• _TO-DO LIST_:
• a. Duplicate the part of the Python for Data Engineering course outline between "PYTHON FUNDAMENTALS FOR" and "Elements, Set Operations.", inclusive.
• b. List every Python IDE that the Python for Data Engineering course outline names.

Python for Data Engineering

📚 3 Credits 📅 Semester 1 📋 Prerequisite: Basic Python knowledge

Course Objectives

  1. To introduce Python programming fundamentals for data engineering tasks
  2. To teach essential Python libraries for data manipulation
  3. To develop skills in file handling and data processing
  4. To enable students to write efficient data processing scripts
  5. To build a strong foundation for advanced data engineering concepts
I

PYTHON FUNDAMENTALS FOR DATA ENGINEERING

Introduction to Python – Why Python for Data Engineering? – Python Installation and Setup – Python IDEs: Jupyter Notebook, VS Code, PyCharm – Running Python Scripts – Python Syntax Basics – Indentation and Code Structure – Comments and Documentation. Variables and Data Types – Python Variables – Numeric Types: int, float, complex – String Operations – Boolean Type – Type Conversion – Dynamic Typing – None Type. Data Structures – Lists: Creation, Indexing, Slicing, List Methods, List Comprehensions – Tuples: Immutability, Use Cases – Dictionaries: Key-Value Pairs, Dictionary Methods, Nested Dictionaries – Sets: Unique Elements, Set Operations.

📝 Illustrative Problems

Create lists and perform basic operations; Manipulate dictionaries for data storage; Use list comprehensions for data transformation; Handle nested data structures; Convert between different data types.

II

CONTROL FLOW AND FUNCTIONS

Control Flow Statements – Conditional Statements: if, elif, else – Comparison Operators – Logical Operators – Nested Conditionals – Looping Statements: for loops, while loops, range() function – Loop Control: break, continue, pass – Nested Loops. Functions – Function Definition and Calling – Function Parameters: Positional, Keyword, Default Arguments – Variable Scope: Local vs Global – Return Values – Lambda Functions – Map, Filter, Reduce Functions – Function Decorators (Introduction). Error Handling – Types of Errors: Syntax Errors, Runtime Errors, Logical Errors – Exception Handling: try, except, finally – Raising Exceptions – Custom Exceptions – Best Practices for Error Handling.

📝 Illustrative Problems

Write functions for data validation; Implement data filtering using filter() and list comprehensions; Handle file reading errors with exception handling; Create reusable data processing functions; Use lambda functions for quick transformations.

Records from a point-labeling set
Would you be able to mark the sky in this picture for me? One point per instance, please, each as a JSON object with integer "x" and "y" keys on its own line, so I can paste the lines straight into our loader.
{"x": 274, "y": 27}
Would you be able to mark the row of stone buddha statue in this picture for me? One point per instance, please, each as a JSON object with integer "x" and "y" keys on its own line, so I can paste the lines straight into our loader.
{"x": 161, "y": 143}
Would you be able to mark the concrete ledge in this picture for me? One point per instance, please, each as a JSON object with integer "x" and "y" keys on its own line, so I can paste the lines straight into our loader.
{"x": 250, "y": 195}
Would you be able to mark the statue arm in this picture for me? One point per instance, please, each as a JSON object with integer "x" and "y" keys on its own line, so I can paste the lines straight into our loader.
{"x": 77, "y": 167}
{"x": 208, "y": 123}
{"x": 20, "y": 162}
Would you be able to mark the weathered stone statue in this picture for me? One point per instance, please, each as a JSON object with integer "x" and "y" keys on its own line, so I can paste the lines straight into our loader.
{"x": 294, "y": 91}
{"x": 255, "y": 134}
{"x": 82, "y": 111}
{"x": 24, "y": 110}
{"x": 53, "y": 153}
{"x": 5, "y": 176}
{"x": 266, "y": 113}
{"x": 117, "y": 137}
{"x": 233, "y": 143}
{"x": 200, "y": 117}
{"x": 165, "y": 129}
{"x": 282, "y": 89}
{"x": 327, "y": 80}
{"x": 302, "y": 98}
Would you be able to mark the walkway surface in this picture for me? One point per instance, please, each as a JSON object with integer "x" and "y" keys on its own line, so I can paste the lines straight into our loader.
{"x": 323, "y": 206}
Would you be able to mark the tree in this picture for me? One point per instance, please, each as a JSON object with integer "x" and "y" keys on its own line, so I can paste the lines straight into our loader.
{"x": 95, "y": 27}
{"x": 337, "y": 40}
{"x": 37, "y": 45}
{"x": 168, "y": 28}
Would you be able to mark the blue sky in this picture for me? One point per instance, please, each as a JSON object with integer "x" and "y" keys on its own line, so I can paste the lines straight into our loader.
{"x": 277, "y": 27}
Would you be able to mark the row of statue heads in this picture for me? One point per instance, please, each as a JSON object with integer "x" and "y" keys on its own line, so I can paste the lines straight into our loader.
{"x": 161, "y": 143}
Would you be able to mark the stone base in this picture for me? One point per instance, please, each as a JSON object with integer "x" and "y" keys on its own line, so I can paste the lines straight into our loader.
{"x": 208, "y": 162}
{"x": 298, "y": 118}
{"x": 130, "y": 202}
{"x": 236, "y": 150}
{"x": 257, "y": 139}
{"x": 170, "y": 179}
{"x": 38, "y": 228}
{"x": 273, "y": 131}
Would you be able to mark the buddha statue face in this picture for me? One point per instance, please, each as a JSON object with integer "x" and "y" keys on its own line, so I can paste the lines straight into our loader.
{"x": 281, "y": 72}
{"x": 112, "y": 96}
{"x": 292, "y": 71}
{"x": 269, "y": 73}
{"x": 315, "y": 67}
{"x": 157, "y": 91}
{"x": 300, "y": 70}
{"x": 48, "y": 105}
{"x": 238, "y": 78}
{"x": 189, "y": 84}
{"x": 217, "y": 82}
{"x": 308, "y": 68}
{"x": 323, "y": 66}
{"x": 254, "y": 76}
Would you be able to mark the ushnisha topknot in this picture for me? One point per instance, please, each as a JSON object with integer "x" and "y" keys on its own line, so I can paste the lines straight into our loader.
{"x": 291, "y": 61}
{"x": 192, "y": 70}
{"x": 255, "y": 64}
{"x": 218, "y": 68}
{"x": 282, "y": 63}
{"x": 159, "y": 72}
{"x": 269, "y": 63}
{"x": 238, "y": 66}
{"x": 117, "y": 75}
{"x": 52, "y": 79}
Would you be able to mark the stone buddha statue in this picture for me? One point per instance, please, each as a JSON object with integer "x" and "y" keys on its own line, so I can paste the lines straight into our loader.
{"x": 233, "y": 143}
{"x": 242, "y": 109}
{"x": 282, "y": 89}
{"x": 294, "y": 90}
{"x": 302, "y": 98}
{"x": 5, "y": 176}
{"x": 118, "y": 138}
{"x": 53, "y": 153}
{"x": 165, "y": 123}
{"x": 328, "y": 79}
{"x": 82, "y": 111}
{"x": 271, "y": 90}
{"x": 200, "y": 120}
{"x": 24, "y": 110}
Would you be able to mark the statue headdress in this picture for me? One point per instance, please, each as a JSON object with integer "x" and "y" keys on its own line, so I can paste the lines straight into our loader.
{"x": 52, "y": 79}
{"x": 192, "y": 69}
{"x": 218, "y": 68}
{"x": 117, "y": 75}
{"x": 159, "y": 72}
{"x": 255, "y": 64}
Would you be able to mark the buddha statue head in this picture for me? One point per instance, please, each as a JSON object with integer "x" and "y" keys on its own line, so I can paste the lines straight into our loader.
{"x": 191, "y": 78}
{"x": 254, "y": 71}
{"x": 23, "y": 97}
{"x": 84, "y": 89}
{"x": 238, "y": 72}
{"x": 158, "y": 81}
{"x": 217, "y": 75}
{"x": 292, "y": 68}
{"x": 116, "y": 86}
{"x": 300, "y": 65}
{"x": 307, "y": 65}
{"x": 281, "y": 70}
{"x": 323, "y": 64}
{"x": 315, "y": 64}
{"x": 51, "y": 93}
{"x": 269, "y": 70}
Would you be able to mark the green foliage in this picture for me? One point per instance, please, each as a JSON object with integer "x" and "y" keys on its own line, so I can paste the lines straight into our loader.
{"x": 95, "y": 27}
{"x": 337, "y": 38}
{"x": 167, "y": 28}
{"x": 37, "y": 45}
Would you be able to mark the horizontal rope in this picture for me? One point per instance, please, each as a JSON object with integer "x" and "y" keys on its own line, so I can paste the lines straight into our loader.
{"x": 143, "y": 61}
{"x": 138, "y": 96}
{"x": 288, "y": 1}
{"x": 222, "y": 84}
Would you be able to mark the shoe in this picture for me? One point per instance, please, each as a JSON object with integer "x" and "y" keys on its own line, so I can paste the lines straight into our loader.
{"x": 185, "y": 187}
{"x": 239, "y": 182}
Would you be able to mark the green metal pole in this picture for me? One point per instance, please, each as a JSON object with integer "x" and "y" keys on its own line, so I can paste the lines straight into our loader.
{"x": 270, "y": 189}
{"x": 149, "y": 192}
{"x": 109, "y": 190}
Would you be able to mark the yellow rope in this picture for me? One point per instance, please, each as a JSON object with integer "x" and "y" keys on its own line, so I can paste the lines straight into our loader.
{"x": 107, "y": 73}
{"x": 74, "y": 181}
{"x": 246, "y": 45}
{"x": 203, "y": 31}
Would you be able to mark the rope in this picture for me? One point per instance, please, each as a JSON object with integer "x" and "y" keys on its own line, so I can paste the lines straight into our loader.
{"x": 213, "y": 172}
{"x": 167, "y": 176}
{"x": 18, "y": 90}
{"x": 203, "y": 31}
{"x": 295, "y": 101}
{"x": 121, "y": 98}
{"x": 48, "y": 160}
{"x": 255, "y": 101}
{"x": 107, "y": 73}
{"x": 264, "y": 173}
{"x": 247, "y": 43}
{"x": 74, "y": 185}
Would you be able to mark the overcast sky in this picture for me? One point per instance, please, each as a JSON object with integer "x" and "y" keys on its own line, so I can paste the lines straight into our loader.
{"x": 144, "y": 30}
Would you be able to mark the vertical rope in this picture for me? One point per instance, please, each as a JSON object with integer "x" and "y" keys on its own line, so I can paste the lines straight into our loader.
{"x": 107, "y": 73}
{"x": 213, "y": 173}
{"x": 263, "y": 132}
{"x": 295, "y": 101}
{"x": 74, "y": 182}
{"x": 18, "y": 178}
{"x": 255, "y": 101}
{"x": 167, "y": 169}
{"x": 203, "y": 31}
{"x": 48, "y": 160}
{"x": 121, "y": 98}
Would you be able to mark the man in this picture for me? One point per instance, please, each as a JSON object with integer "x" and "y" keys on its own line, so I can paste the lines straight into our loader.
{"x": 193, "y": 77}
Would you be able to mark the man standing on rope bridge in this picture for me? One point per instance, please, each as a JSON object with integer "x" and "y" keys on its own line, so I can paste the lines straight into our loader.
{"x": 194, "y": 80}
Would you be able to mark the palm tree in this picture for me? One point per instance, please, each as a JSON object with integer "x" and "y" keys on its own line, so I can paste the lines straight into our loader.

• _RESPONSES TO THE EXERCISE_:
• a.
PYTHON FUNDAMENTALS FOR DATA ENGINEERING

Introduction to Python – Why Python for Data Engineering? – Python Installation and Setup – Python IDEs: Jupyter Notebook, VS Code, PyCharm – Running Python Scripts – Python Syntax Basics – Indentation and Code Structure – Comments and Documentation. Variables and Data Types – Python Variables – Numeric Types: int, float, complex – String Operations – Boolean Type – Type Conversion – Dynamic Typing – None Type. Data Structures – Lists: Creation, Indexing, Slicing, List Methods, List Comprehensions – Tuples: Immutability, Use Cases – Dictionaries: Key-Value Pairs, Dictionary Methods, Nested Dictionaries – Sets: Unique Elements, Set Operations.

• b. Jupyter Notebook, VS Code, PyCharm